§ Text segment
____
Whether you’re considering new construction or a facility renovation, the array of costs can be great. With the number of design, material and equipment options, decisions regarding utilities can often be based on what recommendations buyers are given first. Buyers know if they are going to try to save money, they shouldn’t try to do it by using cheap electrical or plumbing work. However, there are still ways to save money on utilities.

Here are a few points of servery utility design that can help save operators money at the time of purchase — as well as in the long run.

Electrical tips

  • Purchase serving equipment from a manufacturer that utilizes factory-installed, pre-wired subpanels. This will mean fewer connections to the equipment for customers to worry about at the point of installation and will help control electrical costs over the equipment’s life.
  • Use an equipment manufacturer who will consolidate the internal wiring of equipment by using a central junction box. For example, outlets along the backsplash of the equipment can be wired to this box. Doing so for each section of equipment will limit the number of overall connections, leaving only five connections for the electrician to install instead of 15, for instance.
  • In case the facility has limited points of power, or to avoid installing multiple electrical stub-up connections in the floor, mobile or modular counters can be purchased and daisy-chained together. This will provide a one-point connection through a single stub-up in the floor or a vertical soffit connection on a wall or post.
____
§ Set task A
Transcribe the passage of the servery utility design text between "Here are a few" and "the equipment’s life.", inclusive.
§ Set task B
Swap "top-left" for "upper-left" in the records from their first line through the line holding "Query: protest poster", inclusive, and return only those lines with nothing else changed.
____
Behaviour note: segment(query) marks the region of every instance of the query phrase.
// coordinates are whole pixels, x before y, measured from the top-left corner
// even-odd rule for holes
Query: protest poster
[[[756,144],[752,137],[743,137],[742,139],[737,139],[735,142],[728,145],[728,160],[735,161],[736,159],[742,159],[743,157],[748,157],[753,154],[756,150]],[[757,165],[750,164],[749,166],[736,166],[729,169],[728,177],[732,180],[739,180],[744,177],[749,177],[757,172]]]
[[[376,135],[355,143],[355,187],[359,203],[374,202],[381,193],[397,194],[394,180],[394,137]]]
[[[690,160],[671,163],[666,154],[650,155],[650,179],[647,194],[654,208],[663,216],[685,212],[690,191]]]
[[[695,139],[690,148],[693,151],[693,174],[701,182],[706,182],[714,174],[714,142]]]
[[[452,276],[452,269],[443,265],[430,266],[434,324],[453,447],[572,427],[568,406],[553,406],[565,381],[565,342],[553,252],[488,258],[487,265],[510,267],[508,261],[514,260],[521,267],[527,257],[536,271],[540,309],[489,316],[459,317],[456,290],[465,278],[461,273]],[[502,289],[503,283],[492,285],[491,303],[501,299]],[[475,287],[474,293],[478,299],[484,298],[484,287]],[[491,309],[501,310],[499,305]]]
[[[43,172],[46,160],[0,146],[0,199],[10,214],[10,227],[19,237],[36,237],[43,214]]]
____
§ Exercise answer A
Here are a few points of servery utility design that can help save operators money at the time of purchase — as well as in the long run.

Electrical tips

  • Purchase serving equipment from a manufacturer that utilizes factory-installed, pre-wired subpanels. This will mean fewer connections to the equipment for customers to worry about at the point of installation and will help control electrical costs over the equipment’s life.

§ Exercise answer B
Behaviour note: segment(query) marks the region of every instance of the query phrase.
// coordinates are whole pixels, x before y, measured from the upper-left corner
// even-odd rule for holes
Query: protest poster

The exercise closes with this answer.